**PROVIDED MATERIAL**
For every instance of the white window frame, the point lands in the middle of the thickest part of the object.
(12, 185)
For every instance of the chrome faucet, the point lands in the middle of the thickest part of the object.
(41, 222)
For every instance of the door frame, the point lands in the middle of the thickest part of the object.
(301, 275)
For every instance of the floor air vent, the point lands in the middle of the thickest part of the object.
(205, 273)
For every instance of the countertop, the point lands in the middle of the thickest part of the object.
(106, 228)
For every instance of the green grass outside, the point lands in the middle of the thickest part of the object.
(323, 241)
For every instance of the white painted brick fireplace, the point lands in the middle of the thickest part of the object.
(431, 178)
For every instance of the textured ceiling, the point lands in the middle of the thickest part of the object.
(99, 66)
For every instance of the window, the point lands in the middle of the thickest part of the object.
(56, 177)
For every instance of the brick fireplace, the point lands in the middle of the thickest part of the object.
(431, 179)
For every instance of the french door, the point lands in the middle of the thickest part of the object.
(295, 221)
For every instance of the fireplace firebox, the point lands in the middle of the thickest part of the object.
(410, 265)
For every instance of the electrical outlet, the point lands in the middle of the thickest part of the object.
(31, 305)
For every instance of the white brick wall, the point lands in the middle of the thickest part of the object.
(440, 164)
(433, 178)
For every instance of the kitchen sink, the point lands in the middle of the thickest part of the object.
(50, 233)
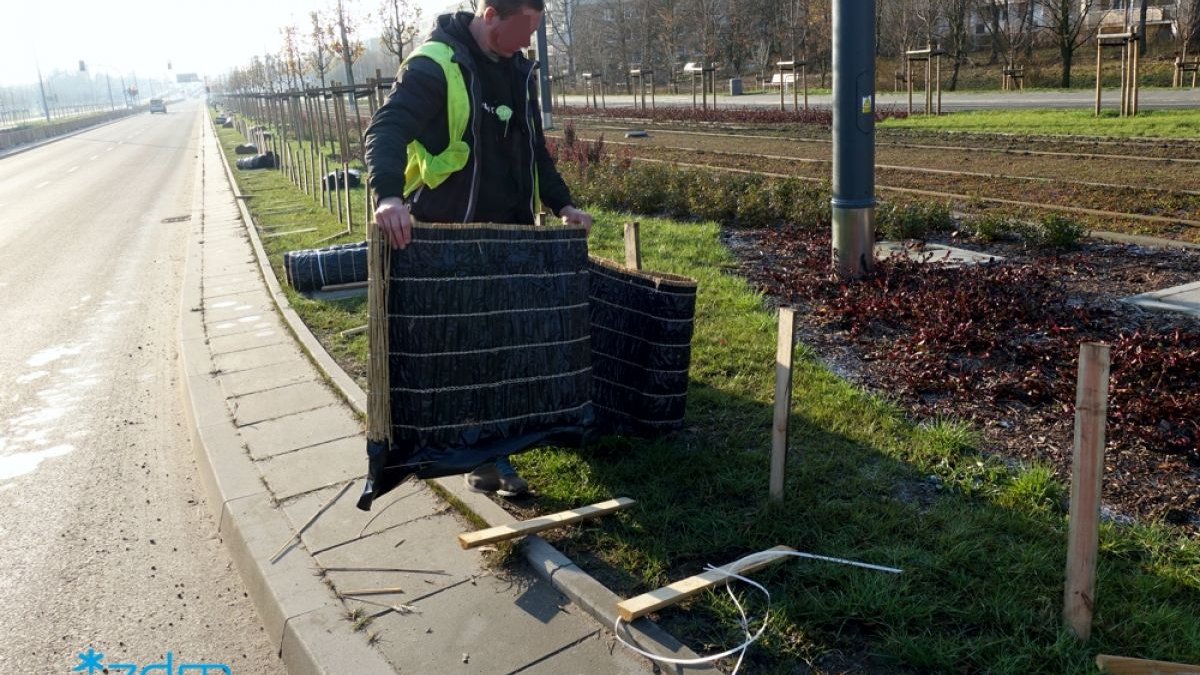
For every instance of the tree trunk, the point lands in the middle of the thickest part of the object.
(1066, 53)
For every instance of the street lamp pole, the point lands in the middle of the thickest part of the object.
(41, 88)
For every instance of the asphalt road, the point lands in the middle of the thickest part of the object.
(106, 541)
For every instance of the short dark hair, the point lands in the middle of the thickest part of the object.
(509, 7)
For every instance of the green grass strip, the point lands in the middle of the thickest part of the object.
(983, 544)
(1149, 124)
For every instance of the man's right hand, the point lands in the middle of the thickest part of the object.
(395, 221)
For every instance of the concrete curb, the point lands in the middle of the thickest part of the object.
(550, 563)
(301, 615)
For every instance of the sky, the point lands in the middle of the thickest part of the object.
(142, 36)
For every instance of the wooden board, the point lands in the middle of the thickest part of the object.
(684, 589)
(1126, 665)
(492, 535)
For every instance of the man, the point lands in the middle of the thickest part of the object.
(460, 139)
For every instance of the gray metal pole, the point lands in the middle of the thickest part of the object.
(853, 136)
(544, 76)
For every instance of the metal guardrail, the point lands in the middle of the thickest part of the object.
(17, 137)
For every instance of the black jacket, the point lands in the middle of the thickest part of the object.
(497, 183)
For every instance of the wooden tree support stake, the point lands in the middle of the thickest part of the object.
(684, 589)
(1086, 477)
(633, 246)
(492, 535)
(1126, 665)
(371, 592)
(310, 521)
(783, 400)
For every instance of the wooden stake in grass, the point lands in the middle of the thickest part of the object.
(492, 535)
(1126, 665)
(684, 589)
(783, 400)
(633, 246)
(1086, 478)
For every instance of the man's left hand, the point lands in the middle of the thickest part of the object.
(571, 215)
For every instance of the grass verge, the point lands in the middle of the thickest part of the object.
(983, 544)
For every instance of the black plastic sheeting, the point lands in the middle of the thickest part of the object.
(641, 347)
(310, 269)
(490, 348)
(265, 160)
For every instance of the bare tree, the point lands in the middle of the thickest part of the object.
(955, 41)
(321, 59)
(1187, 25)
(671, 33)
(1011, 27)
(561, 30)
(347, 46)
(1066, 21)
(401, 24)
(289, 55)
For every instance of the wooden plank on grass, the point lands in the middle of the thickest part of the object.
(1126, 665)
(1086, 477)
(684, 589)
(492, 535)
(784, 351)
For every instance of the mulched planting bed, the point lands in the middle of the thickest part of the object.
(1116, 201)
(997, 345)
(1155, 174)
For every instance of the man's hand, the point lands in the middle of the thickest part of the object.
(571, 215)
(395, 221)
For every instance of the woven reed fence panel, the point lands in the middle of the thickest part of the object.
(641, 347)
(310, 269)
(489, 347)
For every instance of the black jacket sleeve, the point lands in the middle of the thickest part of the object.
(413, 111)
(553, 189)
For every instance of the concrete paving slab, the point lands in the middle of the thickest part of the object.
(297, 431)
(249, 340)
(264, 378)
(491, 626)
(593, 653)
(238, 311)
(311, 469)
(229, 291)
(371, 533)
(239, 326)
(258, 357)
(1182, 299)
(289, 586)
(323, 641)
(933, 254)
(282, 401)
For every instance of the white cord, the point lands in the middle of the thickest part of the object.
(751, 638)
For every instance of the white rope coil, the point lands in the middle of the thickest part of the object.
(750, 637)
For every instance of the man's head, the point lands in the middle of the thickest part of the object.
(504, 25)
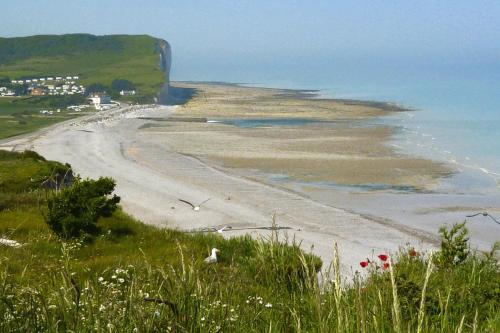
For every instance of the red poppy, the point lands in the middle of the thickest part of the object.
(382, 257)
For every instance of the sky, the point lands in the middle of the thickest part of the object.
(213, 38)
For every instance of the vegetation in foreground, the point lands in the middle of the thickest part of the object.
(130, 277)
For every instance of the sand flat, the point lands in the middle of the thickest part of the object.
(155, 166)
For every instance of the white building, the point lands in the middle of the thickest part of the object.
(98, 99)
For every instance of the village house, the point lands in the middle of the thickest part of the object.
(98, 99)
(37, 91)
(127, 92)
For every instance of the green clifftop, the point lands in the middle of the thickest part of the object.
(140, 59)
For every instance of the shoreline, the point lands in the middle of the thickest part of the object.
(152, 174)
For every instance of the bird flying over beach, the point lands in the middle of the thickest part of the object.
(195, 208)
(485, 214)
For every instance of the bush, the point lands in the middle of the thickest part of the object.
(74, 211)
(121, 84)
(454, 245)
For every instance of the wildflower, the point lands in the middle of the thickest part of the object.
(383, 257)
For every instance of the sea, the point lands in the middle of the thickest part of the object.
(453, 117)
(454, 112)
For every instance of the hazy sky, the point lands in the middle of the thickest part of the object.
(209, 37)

**PROBLEM DETAILS**
Pictures stay out; repeat all the rest of the records exactly.

**TASK RESPONSE**
For every instance of the white window frame, the point lands in the middle of the thickest part of the object.
(12, 185)
For every instance of the chrome faucet, the point lands in the middle of the thickest part of the object.
(41, 222)
For every instance of the door frame, the point lands in the middle of the thickest part of the object.
(301, 275)
For every instance of the floor air vent, the point lands in the middle of the thickest part of the object.
(205, 273)
For every instance of the countertop, the point lands in the middle of the thickest part of the object.
(106, 228)
For every instance of the green grass outside, the point lands in the middle of the thickest part of the object.
(323, 241)
For every instance of the white painted brick fireplace, the point lands in the middle of the thickest part of the object.
(431, 178)
For every instance of the textured ceiling, the point lands in the middle of the thickest part of the object.
(99, 66)
For every instance of the window, the point lands in the middle of the thickest part of the object.
(56, 177)
For every instance of the brick fireplace, the point lands in the middle of the thickest part of the object.
(431, 179)
For every instance of the french door, the point lands in the middle of the thickest part of the object.
(295, 221)
For every instance of the fireplace firebox, the point lands in the middle of the thickest part of the object.
(410, 265)
For every instance of the electrical outlet, the point lands in the middle of the thickest part of the object.
(31, 305)
For every instance of the white brick wall, the point lands in the middle of the thickest part of the object.
(440, 164)
(433, 178)
For every instance of the kitchen sink, the point lands in the middle of the thickest part of the object.
(50, 233)
For every instance of the tree trunk, the point lands in the middle of the thickest part of the object.
(1066, 53)
For every instance of the street lamp pole, the point lands in the middle of the thickest part of the object.
(41, 88)
For every instance of the asphalt road, the point lands in the middle of the thickest part of the object.
(106, 541)
For every instance of the short dark hair, the point lands in the middle of the thickest part of the object.
(509, 7)
For every instance of the green grass strip, the point lands in the middle of the thickest part of the object.
(983, 544)
(1149, 124)
For every instance of the man's right hand, the point lands in the middle of the thickest part of the object.
(395, 221)
For every instance of the concrete curb, the point lands in the middle of the thickest part of the object.
(550, 563)
(301, 615)
For every instance of the sky, the point lands in the middle of the thickest part of the object.
(142, 36)
For every instance of the wooden board, the point lands in the middle of the thickest part of the object.
(684, 589)
(1126, 665)
(492, 535)
For every instance of the man, the point lands in the middle of the thickest part of the object.
(460, 139)
For every instance of the gray metal pole, the point lands in the middle of the thickest part of the object.
(853, 136)
(544, 76)
For every instance of the metal guardrail, the point lands in the middle of the thickest part of the object.
(17, 137)
For every instance of the black jacket, the point lands in the middle of the thickest part of the object.
(497, 183)
For every instance of the wooden tree support stake, the point lands in the middle of the thickest part of the object.
(684, 589)
(1086, 477)
(633, 246)
(492, 535)
(1126, 665)
(371, 592)
(310, 521)
(783, 400)
For every instance of the wooden stake in grass, the point lands in the middle of the thickest part of the object.
(492, 535)
(1126, 665)
(684, 589)
(783, 400)
(633, 246)
(1086, 478)
For every instance of the man's left hand, the point lands in the middle of the thickest part of the object.
(571, 215)
For every instance of the grass verge, the point lands in the middle of the thickest part of the object.
(983, 544)
For every instance of the black plastic sheeting, the point lands in the middle of the thickest part of the object.
(641, 347)
(310, 269)
(490, 348)
(265, 160)
For every instance of the bare tree, the point lands in the middle of the thickest part of the object.
(955, 41)
(321, 59)
(1187, 25)
(671, 33)
(1011, 27)
(561, 30)
(347, 46)
(1066, 21)
(401, 24)
(289, 55)
For every instance of the wooden plank on grass, the point lands in the middle of the thickest part of the object.
(1126, 665)
(1086, 477)
(684, 589)
(492, 535)
(784, 351)
For every instance of the mulched planting bed, the point lands in the middle of the thickest part of the object.
(1116, 201)
(997, 345)
(1155, 174)
For every instance of the man's hand, the point lands in the middle of the thickest part of the object.
(571, 215)
(395, 221)
For every instance of the woven reed fence panel, the point lands in the middle of the thickest part of the object.
(641, 347)
(310, 269)
(489, 347)
For every instance of the black jacket sleeve, the point lands in the middle of the thickest part of the object.
(413, 111)
(553, 189)
For every instance of the concrete paving slab, the point lands in the middle of the thickest part of the object.
(297, 431)
(249, 340)
(264, 378)
(491, 626)
(593, 653)
(238, 311)
(311, 469)
(229, 291)
(371, 533)
(239, 326)
(258, 357)
(1182, 299)
(289, 586)
(323, 641)
(933, 254)
(282, 401)
For every instance of the white cord, the point lands in the middle of the thickest part of the object.
(751, 638)
For every instance of the white rope coil, the point lands in the middle of the thickest part of the object.
(750, 637)
For every instance of the man's head, the point lands in the middle of the thickest part of the object.
(504, 25)
For every instance of the red poppy, the point lands in the middle of the thickest part of the object.
(382, 257)
For every instance of the sky, the point lands in the middle of the thickest part of the object.
(213, 38)
For every instance of the vegetation in foreground, the point lands in the middle of the thickest part of the object.
(130, 277)
For every instance of the sand flat, the point lands in the middle of the thickest part of the object.
(155, 166)
For every instance of the white building, the point lands in the middle of the thickest part of the object.
(98, 99)
For every instance of the village house, the point lands in the middle of the thickest part of the object.
(98, 99)
(37, 91)
(127, 92)
For every instance of the green clifftop, the point lands in the middle of the thickest part of the object.
(140, 59)
For every instance of the shoreline, the point lands in the middle of the thickest part of the object.
(152, 174)
For every instance of the bird flying over beach, the point lands in the middle of the thickest part of the object.
(195, 208)
(485, 214)
For every instance of the bush, the point lands in the middle of the thickest part of the object.
(74, 211)
(121, 84)
(454, 245)
For every instance of the wildflower, the point lands in the middle of the thickest part of the object.
(383, 257)
For every instance of the sea, the point lands in the middle of the thickest part of the object.
(453, 117)
(454, 112)
For every instance of the hazy sky, the point lands in the middle of the thickest part of the object.
(209, 37)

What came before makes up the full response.